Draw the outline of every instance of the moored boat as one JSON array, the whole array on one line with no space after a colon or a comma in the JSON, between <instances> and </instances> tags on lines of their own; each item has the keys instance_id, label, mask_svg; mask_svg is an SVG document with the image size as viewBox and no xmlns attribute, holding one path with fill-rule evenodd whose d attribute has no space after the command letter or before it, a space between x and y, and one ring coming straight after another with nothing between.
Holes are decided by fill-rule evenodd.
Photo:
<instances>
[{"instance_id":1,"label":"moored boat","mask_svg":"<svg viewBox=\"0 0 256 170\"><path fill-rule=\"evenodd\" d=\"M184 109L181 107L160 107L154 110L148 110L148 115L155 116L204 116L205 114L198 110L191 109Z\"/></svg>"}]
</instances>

* * * *

Условие задания: Отредактируйте все записи выше, заменив «Holes» на «Openings». Остальное оставьте без изменений.

Результат ниже:
Draw the outline of every instance of the moored boat as one JSON array, the whole array on one line with no space after a colon or a comma in the JSON, between <instances> and </instances> tags on lines of their own; each item has the keys instance_id, label, mask_svg; mask_svg is an SVG document with the image size as viewBox and no xmlns attribute, holding one path with fill-rule evenodd whose d attribute has no space after the command letter or before it, a space between x and y, and one ring coming straight after another with nothing between.
Openings are decided by fill-rule evenodd.
Photo:
<instances>
[{"instance_id":1,"label":"moored boat","mask_svg":"<svg viewBox=\"0 0 256 170\"><path fill-rule=\"evenodd\" d=\"M184 109L181 107L160 107L154 110L148 110L148 115L155 116L204 116L205 114L198 110L191 109Z\"/></svg>"}]
</instances>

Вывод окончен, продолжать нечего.